Point-based annotation data
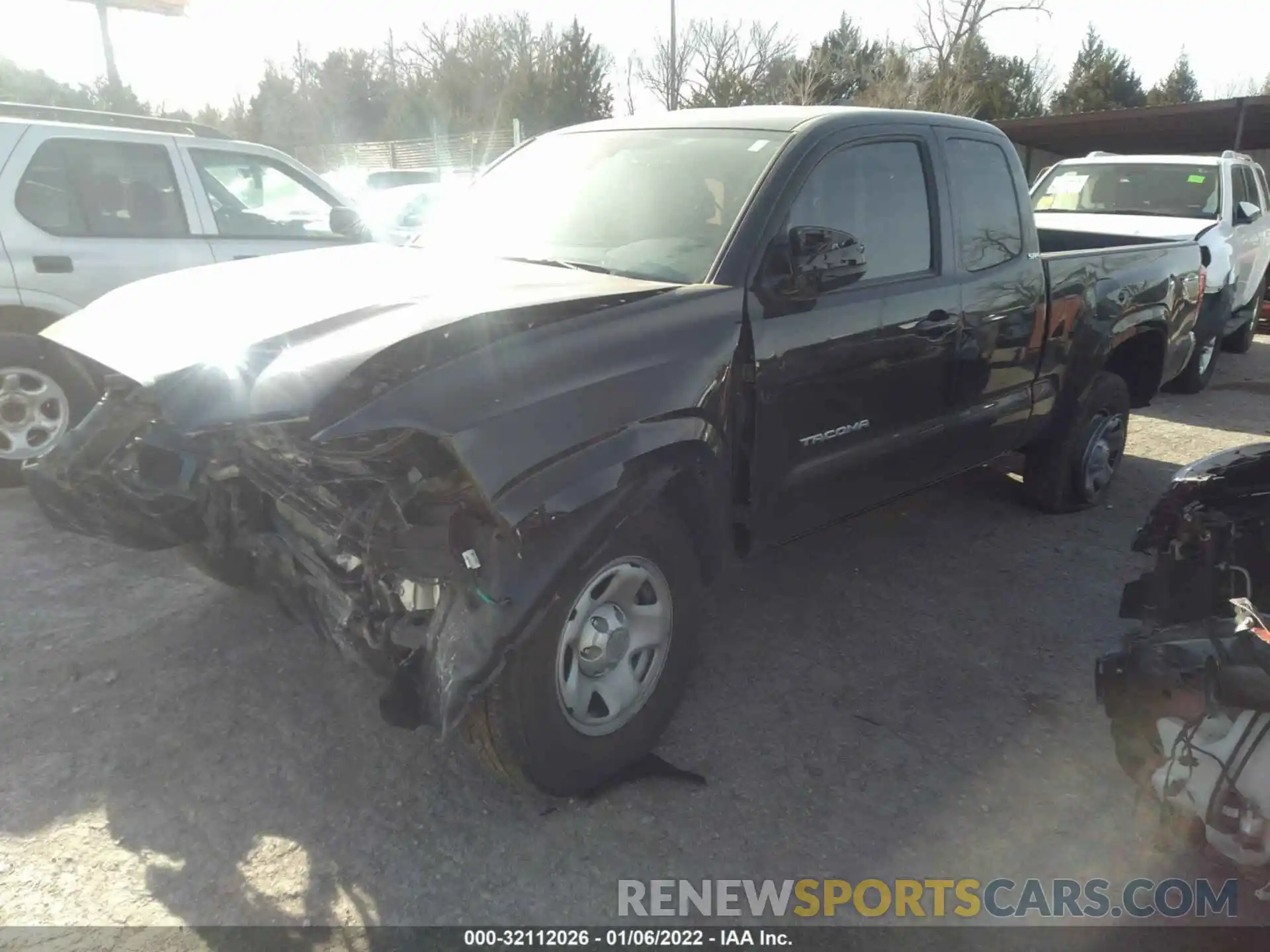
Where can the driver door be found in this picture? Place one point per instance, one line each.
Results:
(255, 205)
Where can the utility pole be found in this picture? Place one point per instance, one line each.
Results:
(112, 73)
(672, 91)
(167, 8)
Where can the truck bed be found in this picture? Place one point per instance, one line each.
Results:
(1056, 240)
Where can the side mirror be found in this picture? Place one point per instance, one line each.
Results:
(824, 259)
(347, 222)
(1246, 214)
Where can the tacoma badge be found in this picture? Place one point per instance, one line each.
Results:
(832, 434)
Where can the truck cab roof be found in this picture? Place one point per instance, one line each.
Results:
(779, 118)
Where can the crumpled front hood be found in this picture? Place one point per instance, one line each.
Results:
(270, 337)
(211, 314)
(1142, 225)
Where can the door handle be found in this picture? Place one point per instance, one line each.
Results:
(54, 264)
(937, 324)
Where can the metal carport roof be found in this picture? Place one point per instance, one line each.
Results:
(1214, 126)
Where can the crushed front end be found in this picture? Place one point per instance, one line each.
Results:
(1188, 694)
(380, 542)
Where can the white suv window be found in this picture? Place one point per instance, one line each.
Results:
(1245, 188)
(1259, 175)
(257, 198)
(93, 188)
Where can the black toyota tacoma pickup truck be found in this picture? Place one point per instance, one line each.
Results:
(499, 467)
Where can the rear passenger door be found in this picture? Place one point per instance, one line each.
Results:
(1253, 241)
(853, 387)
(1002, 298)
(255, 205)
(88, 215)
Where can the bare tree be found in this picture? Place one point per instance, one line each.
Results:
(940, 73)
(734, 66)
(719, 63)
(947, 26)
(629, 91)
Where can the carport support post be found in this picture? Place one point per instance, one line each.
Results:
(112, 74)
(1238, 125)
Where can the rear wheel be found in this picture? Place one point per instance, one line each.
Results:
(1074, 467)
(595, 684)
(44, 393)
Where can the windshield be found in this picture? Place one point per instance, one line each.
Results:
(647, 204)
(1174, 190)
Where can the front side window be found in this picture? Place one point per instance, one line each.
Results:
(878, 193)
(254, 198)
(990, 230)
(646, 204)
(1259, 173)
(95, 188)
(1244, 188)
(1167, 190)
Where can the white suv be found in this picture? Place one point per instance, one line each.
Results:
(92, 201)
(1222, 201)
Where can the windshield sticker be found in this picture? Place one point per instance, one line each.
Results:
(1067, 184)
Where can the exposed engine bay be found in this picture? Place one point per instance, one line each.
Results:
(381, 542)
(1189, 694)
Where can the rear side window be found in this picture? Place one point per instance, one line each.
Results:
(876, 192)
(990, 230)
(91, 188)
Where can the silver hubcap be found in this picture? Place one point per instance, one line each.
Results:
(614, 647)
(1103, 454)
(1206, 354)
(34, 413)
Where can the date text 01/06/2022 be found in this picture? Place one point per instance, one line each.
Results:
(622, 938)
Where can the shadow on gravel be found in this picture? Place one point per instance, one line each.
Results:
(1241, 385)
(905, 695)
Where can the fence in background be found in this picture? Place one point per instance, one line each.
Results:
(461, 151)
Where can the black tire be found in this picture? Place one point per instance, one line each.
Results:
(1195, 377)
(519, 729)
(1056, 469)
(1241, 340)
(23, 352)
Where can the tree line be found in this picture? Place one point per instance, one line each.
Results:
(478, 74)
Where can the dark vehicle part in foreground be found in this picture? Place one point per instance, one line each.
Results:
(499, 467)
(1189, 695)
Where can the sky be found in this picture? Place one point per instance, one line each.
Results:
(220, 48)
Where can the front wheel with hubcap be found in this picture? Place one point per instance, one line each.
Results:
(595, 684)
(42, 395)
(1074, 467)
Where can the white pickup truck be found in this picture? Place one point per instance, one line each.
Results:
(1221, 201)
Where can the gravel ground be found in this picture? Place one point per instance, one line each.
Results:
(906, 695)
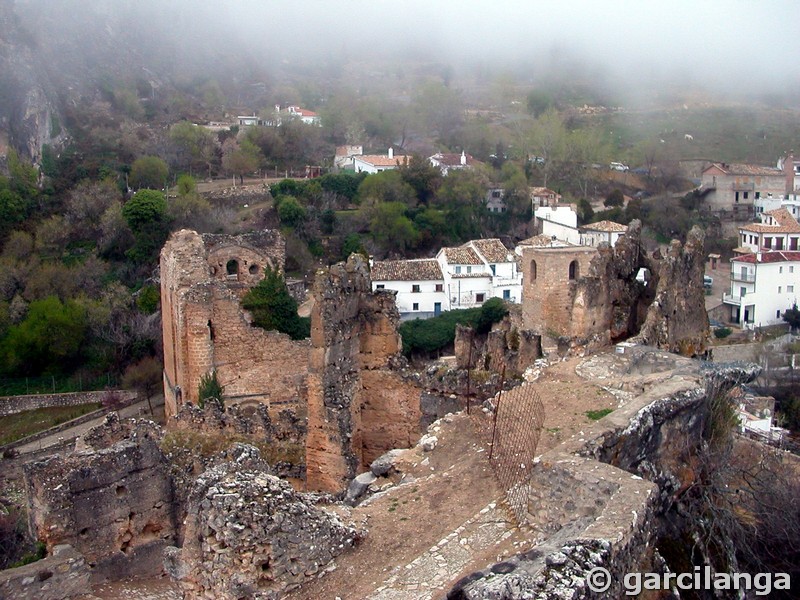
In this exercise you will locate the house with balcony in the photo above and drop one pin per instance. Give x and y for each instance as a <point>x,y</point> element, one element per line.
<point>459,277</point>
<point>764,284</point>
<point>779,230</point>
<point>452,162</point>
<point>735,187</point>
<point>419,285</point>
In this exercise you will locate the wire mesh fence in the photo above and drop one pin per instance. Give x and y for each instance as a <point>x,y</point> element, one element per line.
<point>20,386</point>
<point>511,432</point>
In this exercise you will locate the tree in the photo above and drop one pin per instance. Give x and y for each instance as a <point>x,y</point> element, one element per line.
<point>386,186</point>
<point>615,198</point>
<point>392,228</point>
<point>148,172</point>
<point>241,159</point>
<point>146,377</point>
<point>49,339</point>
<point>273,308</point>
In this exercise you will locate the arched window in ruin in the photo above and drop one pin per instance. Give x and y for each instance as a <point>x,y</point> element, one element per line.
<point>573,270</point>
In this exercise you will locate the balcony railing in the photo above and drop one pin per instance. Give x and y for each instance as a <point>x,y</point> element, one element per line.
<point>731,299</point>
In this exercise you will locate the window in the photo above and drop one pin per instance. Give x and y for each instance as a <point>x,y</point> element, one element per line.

* [SET EXERCISE]: What comes back should match the records exactly, minus any pictures.

* [RESPONSE]:
Where can the driver door be found in this picture? Place one point per instance, one line each.
Results:
(255, 205)
Where can the utility pole be found in this picture? Place one point per instance, one line each.
Results:
(112, 73)
(672, 91)
(167, 8)
Where can the truck bed be found in this picture? Place one point per instance, one line each.
Results:
(1056, 240)
Where can the side mirror be found in this picture? Place one point per instance, one line each.
Results:
(824, 259)
(347, 222)
(1246, 214)
Where can the tacoma badge be found in this picture? Place one point per instance, one line each.
Results:
(832, 434)
Where can the truck cab roof be found in this picture? Place one point per instance, one line each.
Results:
(779, 118)
Where can the crumpled front hood be found in this picture? Place one point per instance, one line each.
Results:
(270, 337)
(211, 314)
(1142, 225)
Where can the door handle be found in this picture? Place one point per instance, one line each.
Results:
(54, 264)
(937, 324)
Where can the metal carport roof be found in this picture? Place one point per instance, one line each.
Results:
(1214, 126)
Where can the crushed front end be found in this picture? Place one point per instance, one line each.
Results:
(1188, 694)
(380, 542)
Where can the white suv window be found in this picture? Place one point per instance, one line each.
Results:
(1245, 188)
(1259, 175)
(257, 198)
(93, 188)
Where can the black toyota tacoma pickup truck be found in this picture? Place one point per instance, one line each.
Results:
(499, 467)
Where can the rear passenger door be found in this picture? Place one point per instance, one line each.
Results:
(1253, 241)
(853, 387)
(1002, 298)
(255, 205)
(88, 215)
Where can the bare tree be found in this picture? Place one point per instance, one line each.
Results:
(940, 73)
(734, 66)
(719, 63)
(947, 26)
(629, 91)
Where can the carport support post be found in this picture? Place one point per instance, one line each.
Results:
(112, 74)
(1238, 125)
Where can the rear wheel be found in this picture? Place one point per instance, one line each.
Results:
(1074, 467)
(595, 684)
(44, 393)
Where can the windshield be found in this picture? Place one point per instance, one line each.
Results:
(647, 204)
(1174, 190)
Where can the front side window be found in this picture? Place one point per instance, one line each.
Results:
(878, 193)
(254, 198)
(990, 230)
(646, 204)
(1259, 173)
(95, 188)
(1244, 188)
(1167, 190)
Where can the white suv be found in this picture? Place one point per instance, one line each.
Results:
(92, 201)
(1222, 201)
Where can the windshield sticker be found in this picture? Place one point per instance, one line each.
Results:
(1067, 184)
Where can the exposed engine bay be found in this picture? Place one point per instance, one line each.
Results:
(381, 542)
(1189, 694)
Where can the rear side window be found in this picture? Place one point per instance, one line each.
Results:
(876, 192)
(990, 230)
(91, 188)
Where can the silver hubcap be found in this picture? Place one point per instance, one line each.
Results:
(614, 647)
(1103, 454)
(1206, 354)
(34, 413)
Where can the date text 01/06/2022 be found in this picture? Place one point per instance, one line each.
Results:
(622, 938)
Where can the shadow on gravel be found in this picture? Place one point per instance, one line each.
Results:
(1241, 385)
(905, 695)
Where can the fence in background be found in this picture? Place one point per instance, one line each.
Results:
(461, 151)
Where can the black tire be found in this picture? Place one point per instance, one line each.
Results:
(1195, 377)
(519, 729)
(1056, 469)
(1241, 340)
(23, 352)
Where can the tree line be found in this picture? Place one point per instance, one line each.
Results:
(478, 74)
Where can the dark vehicle part in foreground be found in this picture? Place one point per instance, one line each.
Results:
(499, 467)
(1189, 695)
Where can the sky be found in this picture? Place one point per instance, one line each.
Results:
(220, 48)
Where can the front wheel with hubcap be found in this picture? Place one point per instance, one line each.
Results:
(595, 684)
(42, 395)
(1074, 467)
Where can the white pickup truck be found in this picture? Place one point per instance, one line each.
Results:
(1221, 201)
Where can the gravel ground be found in this picture? Place one point per instance, one line each.
Results:
(906, 695)
In this exercise you will locate the house with balcony in the photo above and drop one pin per instance. Give x and y for each instance as a <point>x,y</point> element, one element per line.
<point>459,277</point>
<point>764,284</point>
<point>779,230</point>
<point>452,162</point>
<point>735,187</point>
<point>419,285</point>
In this exercise you will locate the wire mesh fence in the photo above and drop one pin per instance. Give x and y for each instance as a <point>x,y</point> element, one element per line.
<point>20,386</point>
<point>511,432</point>
In this exercise you will locate the tree in the photo above and drop one pin per instance. Give x and y for each instance as a <point>x,y</point> element, one element per line.
<point>386,186</point>
<point>615,198</point>
<point>392,228</point>
<point>148,172</point>
<point>241,159</point>
<point>146,377</point>
<point>49,339</point>
<point>273,308</point>
In this exercise you will locate the arched window in ruin in the photo above and drop one pin per instance. Give x and y for each instance as a <point>x,y</point> element, one element per line.
<point>573,270</point>
In this exercise you will locate the balcony railing in the photo above and drop one pin per instance. Give x and y for each instance as a <point>x,y</point> element, one element per line.
<point>731,299</point>
In this exercise you will locate the window in the photo above and drop one pin per instance. Give x and y for each instance as a <point>x,y</point> element, one element per line.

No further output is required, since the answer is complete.